◆ WHAT IS BEING ASKED: Pick up the personal essay below about the writer's father, not the material that follows it, and continue writing after its final sentence.

SELECTED EXCERPT: Begin

I let my relatonship with my father be affected by my mother, a truism of course. In my teens I was often rude and unkind to him, yet I never saw him angry. But when we were alone together we were amicable. The tension at the root of my behaviour, I understood quite quickly, was my mother's resentment, irritation, disappointment, (understanding didn't stop me doing it). Her self-control prevented her from expressing these things openly for herself, but they were never far beneath the surface, and, as I have said, I was and am a reactive person, easily affected by the currents around me, so I expressed them for her. This situation had the advantage that I could then be upbraided for my unacceptable insolence to my father. I'm not letting myself off the hook, I was still obnoxious. Compassion for one's former self should never descend into self-pity and denial, and the inner child can be as tiresome as any other infant. I was on some level aware of a pity for my father for so many things, which I was not mature enough to be able to transform into affectionate compassion, and which I had a horror of allowing myself to feel, to be affected by.
Our father was born 100 years ago this year ( he died in 1988, my mother 7 years later). A move is afoot for all his offspring and sundry grandchildren to contribute to an online but private memoire of him. A nice idea, though one I having trouble getting started on. (The aforementioned sibling happily supports the idea, but is disinclined as yet to contribute, saying, Bartleby-like, 'I am not sure there is anything I could or would want to say'. The ambiguity of the modals seems to express more eloquent possibilities than any amount of eulogising!) I suppose I am afraid that when I try to think about my father, and to do so with genuine affect, I will fall into the trap of affected emotion, sentiment, dishonesty, artifice. That the temptation to make a good piece of writing, or to be seen to have deep and creditable feelings will cause me to be fundamentally dishonest, for the fact was he was a quiet, background presence, lacking in forcefulness, very much a supporting role in the drama. Much of the time I didn't really take a lot of notice of him. Which is not, obviously, the whole story. Alternatively, I also fear that, in seeking to be truthful, not sentimental, I will say something inappropriate to the spirit of the project, that might upset ( weasel word!) or discomfort someone else.

SELECTED EXCERPT: End
RECORDS: Begin

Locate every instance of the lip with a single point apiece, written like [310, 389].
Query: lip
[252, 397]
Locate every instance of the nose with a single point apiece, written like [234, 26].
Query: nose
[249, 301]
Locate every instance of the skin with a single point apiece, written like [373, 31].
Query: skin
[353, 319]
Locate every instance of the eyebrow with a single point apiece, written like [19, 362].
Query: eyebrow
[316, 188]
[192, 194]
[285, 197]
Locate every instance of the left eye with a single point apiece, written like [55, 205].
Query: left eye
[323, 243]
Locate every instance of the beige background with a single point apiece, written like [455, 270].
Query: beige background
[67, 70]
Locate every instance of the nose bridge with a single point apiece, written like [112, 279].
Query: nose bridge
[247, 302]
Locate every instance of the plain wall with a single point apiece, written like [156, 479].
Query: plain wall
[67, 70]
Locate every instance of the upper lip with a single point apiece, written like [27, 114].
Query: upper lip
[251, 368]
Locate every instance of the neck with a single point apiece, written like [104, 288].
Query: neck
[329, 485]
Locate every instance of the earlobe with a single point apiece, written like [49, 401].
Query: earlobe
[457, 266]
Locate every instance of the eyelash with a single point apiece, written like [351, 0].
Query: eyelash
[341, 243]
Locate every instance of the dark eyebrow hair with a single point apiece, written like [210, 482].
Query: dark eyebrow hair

RECORDS: End
RECORDS: Begin

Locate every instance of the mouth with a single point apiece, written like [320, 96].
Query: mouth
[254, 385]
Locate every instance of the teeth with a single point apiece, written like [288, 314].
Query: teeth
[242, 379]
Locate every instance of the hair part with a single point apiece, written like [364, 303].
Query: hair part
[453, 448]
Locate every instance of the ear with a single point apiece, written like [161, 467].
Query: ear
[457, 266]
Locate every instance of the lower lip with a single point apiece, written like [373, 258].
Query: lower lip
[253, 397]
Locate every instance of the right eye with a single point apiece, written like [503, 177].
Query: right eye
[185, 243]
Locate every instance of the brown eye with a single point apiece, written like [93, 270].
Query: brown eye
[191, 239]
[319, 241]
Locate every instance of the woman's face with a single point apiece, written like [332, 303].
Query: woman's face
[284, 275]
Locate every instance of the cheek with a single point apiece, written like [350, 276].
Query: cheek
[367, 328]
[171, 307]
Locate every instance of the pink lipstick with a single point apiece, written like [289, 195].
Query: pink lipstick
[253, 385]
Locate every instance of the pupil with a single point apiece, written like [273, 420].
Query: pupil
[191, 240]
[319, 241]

RECORDS: End

◆ EXERCISE OUTPUT:
But I think it will be OK. It isn't a therapeutic exercise, that isn't necessary. Affectionate things will be said, and perhaps some affecting ones. My father was by nature an affectionate man, I believe, but life got in the way of his being able to always express it, or of my being able to receive it.
But as we were, he and I, in this picture, we seem to have been affectionate, and unaffected.
Many thanks to Tall Girl and to Jean, whose very strong, beautiful, courageous writing, unaffected and affecting, started me thinking about this. This post has, along the way, morphed into something other and longer than I intended. For better or worse.